SET PROBLEM :: Please pull out each line of the entries below that contains the word "Target", matching case exactly.

INFORMATION SUPPLIED ::
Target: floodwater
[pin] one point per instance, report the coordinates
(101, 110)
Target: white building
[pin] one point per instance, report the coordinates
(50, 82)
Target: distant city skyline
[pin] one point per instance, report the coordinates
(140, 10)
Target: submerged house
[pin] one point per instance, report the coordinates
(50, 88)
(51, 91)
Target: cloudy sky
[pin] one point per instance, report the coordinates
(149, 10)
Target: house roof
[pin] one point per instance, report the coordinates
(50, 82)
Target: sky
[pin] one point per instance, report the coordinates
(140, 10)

---

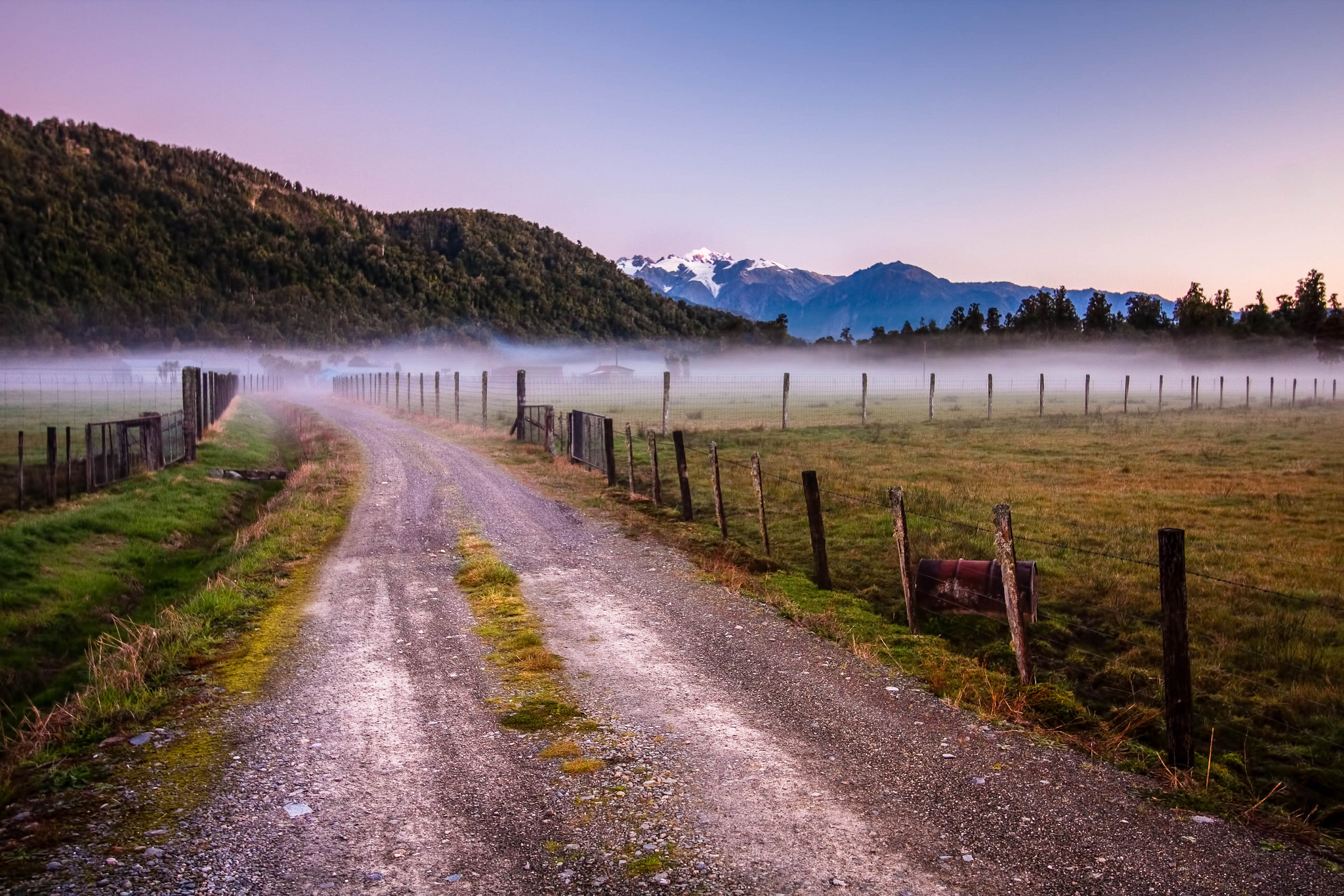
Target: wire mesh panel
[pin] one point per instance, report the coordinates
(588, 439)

RESPONSE TO THIS EXERCISE ::
Target: floodwater
Target: white building
Target: distant city skyline
Target: submerged house
Target: cloudy sky
Target: house roof
Target: sky
Target: wire mesh panel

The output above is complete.